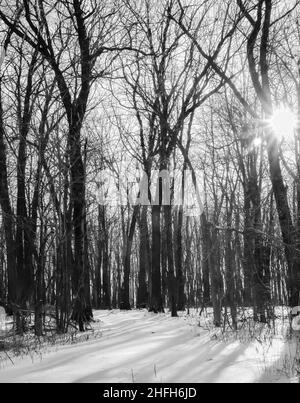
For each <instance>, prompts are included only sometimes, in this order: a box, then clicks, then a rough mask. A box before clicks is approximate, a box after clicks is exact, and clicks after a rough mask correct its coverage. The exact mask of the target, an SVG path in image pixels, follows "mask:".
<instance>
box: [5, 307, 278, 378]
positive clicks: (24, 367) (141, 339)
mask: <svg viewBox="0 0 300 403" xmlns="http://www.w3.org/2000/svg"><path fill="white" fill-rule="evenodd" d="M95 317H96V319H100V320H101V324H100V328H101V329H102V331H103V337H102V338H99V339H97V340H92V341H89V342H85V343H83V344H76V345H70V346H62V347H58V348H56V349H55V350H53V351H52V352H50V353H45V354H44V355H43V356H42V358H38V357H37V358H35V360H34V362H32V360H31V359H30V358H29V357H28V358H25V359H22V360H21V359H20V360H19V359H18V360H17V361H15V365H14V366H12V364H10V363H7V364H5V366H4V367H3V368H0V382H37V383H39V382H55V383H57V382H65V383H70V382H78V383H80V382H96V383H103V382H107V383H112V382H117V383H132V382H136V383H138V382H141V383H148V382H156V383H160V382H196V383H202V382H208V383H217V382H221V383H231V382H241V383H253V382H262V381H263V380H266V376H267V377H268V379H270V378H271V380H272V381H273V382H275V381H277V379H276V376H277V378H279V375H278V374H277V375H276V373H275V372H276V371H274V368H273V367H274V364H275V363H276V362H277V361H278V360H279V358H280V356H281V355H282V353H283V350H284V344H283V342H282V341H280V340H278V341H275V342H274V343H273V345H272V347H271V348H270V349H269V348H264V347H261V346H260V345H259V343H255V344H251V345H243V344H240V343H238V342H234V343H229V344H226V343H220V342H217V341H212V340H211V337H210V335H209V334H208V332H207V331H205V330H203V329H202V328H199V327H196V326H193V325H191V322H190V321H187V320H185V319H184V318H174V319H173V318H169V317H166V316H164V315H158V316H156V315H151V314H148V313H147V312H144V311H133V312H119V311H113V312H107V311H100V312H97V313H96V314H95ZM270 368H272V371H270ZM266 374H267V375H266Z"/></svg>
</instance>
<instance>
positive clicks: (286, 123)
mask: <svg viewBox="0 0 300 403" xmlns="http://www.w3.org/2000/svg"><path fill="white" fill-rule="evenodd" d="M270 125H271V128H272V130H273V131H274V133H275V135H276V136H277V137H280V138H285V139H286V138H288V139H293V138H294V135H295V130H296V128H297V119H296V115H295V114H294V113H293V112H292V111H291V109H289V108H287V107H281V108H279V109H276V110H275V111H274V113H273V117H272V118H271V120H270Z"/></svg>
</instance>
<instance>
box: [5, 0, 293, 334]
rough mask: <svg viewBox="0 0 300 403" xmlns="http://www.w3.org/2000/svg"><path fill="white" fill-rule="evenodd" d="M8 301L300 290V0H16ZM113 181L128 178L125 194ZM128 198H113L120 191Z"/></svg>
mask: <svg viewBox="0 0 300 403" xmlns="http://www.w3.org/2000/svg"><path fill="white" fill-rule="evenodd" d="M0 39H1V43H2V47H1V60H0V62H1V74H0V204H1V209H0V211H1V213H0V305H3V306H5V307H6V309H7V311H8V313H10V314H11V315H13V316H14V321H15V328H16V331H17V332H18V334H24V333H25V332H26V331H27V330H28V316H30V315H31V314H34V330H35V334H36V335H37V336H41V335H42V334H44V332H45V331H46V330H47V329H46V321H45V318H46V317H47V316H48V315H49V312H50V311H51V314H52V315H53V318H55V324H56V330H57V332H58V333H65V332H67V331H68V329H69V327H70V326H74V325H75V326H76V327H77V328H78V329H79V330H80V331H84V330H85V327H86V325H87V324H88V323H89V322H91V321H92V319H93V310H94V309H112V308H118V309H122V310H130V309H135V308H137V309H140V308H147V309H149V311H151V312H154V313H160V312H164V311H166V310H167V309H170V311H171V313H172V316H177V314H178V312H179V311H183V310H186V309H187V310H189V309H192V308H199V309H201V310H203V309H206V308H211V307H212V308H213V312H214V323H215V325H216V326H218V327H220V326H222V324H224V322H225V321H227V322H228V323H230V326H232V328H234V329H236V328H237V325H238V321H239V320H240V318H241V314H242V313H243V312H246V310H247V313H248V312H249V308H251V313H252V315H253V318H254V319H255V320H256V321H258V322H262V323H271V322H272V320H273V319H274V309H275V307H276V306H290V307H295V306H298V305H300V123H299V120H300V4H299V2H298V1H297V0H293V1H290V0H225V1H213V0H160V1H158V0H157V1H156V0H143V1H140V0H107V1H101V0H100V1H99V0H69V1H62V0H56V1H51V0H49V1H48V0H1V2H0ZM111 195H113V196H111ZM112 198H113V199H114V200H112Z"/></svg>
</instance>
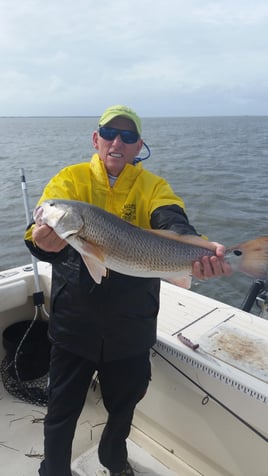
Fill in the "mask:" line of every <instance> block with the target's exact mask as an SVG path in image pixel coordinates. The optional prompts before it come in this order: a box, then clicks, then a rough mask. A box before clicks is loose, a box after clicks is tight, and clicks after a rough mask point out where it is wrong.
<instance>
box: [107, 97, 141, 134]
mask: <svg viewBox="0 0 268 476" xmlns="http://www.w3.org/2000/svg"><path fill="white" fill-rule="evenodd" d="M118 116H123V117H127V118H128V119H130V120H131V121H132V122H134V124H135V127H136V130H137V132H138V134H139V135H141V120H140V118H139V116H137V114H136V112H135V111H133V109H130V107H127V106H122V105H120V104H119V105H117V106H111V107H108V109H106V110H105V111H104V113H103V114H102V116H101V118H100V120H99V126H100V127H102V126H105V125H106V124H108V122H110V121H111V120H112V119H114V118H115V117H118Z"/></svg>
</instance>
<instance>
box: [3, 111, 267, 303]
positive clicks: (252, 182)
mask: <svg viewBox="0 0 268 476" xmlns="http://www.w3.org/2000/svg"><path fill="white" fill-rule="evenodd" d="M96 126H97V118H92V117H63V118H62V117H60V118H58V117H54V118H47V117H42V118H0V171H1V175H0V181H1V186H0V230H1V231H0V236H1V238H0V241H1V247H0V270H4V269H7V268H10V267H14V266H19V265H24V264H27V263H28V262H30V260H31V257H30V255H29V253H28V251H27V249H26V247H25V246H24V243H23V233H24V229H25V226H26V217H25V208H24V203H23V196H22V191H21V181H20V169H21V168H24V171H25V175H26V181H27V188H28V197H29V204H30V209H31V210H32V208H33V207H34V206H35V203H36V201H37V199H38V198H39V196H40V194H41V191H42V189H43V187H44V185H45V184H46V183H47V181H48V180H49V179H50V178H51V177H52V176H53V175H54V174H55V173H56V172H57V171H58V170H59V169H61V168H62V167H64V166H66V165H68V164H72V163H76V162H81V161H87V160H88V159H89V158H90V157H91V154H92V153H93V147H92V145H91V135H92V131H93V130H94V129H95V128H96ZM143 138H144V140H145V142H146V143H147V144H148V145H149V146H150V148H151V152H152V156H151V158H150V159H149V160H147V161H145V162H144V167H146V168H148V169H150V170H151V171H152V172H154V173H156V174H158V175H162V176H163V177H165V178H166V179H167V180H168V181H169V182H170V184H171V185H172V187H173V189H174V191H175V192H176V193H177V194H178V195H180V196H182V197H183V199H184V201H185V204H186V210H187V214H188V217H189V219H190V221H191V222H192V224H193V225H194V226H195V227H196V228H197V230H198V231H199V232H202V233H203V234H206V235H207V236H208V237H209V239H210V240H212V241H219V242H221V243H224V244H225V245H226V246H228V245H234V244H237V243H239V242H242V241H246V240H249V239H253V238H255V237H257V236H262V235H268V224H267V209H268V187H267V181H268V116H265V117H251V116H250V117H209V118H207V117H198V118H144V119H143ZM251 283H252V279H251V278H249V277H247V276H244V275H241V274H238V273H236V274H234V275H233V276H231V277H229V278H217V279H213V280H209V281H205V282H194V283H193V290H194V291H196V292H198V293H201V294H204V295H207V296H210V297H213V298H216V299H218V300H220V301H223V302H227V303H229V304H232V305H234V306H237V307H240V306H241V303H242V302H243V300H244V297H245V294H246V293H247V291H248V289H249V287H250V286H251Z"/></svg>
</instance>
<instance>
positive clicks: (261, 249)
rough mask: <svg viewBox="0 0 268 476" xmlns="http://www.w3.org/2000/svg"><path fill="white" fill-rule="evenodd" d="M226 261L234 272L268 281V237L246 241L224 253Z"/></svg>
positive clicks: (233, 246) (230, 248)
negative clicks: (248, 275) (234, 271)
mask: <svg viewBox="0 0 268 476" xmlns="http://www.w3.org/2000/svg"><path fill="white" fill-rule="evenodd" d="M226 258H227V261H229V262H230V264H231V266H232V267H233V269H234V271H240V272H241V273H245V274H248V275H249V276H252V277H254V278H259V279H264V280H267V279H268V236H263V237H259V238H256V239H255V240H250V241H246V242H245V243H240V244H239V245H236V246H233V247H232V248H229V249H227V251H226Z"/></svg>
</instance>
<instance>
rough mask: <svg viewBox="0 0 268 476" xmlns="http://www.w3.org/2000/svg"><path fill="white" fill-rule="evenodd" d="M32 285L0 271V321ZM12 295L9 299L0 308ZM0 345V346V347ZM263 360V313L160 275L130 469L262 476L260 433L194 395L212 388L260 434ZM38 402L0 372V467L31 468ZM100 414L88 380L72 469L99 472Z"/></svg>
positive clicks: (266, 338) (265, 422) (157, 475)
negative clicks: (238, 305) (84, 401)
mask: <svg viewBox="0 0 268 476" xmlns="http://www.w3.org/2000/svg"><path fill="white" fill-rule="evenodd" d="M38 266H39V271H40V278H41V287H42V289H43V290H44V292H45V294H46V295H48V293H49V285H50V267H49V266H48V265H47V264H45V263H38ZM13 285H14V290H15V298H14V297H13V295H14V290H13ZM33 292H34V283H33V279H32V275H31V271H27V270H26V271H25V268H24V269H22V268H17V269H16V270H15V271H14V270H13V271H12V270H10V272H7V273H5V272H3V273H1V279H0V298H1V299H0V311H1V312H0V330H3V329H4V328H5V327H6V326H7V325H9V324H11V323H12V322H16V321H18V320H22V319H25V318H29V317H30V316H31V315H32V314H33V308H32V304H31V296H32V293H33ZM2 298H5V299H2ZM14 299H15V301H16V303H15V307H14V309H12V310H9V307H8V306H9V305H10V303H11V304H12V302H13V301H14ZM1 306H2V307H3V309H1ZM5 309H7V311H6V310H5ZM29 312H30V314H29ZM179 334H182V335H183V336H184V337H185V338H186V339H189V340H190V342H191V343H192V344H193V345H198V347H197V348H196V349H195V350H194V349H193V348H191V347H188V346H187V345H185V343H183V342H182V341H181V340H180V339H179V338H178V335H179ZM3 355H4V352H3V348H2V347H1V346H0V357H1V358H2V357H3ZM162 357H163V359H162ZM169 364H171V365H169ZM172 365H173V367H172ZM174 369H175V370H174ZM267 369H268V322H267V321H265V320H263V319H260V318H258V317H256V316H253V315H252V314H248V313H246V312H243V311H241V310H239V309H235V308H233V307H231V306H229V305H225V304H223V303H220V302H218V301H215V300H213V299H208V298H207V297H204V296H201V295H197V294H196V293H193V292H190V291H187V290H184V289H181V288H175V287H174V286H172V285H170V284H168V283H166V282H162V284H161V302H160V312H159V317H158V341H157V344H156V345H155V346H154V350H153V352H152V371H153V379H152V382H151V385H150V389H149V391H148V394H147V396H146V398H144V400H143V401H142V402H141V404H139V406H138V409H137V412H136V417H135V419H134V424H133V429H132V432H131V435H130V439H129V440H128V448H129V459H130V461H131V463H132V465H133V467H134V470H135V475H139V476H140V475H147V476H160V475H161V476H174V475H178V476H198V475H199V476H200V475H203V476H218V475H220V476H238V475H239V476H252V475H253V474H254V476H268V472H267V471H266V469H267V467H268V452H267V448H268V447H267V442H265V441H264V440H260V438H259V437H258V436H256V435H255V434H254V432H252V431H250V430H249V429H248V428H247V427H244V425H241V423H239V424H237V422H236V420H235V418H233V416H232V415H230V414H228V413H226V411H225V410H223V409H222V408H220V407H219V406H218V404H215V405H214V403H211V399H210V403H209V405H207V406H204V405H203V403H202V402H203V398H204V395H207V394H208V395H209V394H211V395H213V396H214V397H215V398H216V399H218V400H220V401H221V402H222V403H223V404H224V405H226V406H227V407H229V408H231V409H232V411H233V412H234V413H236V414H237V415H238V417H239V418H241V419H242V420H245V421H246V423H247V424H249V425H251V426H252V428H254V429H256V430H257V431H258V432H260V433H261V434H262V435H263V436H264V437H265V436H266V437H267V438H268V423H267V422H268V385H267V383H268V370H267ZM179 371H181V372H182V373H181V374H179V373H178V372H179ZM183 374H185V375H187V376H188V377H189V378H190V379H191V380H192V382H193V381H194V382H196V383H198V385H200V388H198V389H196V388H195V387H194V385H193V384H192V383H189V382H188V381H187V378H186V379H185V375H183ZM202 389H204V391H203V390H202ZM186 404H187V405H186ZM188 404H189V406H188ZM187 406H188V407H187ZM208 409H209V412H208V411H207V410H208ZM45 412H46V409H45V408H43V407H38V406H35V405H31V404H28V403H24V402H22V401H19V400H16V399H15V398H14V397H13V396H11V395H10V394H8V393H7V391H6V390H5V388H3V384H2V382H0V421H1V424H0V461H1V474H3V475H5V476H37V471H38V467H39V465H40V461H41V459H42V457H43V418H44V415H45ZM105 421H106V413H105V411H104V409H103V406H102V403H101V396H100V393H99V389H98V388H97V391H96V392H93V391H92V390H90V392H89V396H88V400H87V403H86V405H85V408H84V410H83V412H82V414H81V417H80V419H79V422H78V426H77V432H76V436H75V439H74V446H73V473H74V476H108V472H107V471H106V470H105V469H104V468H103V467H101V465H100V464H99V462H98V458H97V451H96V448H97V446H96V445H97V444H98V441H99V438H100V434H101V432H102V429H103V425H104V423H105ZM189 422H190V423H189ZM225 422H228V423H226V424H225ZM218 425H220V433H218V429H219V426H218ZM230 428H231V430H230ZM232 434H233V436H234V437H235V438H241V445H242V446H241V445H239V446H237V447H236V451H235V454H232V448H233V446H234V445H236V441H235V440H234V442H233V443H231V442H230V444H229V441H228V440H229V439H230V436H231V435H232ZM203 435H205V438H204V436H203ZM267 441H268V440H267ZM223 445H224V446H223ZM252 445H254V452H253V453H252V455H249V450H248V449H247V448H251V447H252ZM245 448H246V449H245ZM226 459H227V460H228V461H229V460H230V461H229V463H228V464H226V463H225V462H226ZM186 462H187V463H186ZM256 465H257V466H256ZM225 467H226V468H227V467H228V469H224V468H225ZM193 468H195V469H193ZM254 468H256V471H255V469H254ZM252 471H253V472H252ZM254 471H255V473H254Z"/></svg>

#### ASSIGNMENT
Beginning with the first entry above, reproduce every line verbatim until the line with "box: [5, 307, 278, 378]", which is included too; omit pictures.

#### ANSWER SECTION
For each <instance>, prompts are included only sometimes, in this order: a box, then clicks, then a rough mask. A box before clicks is approximate, a box after clicks is exact, and clicks after a rough mask correct its coverage. The exact mask of the target, an SVG path in image pixels, follows "mask:".
<instance>
box: [5, 307, 278, 378]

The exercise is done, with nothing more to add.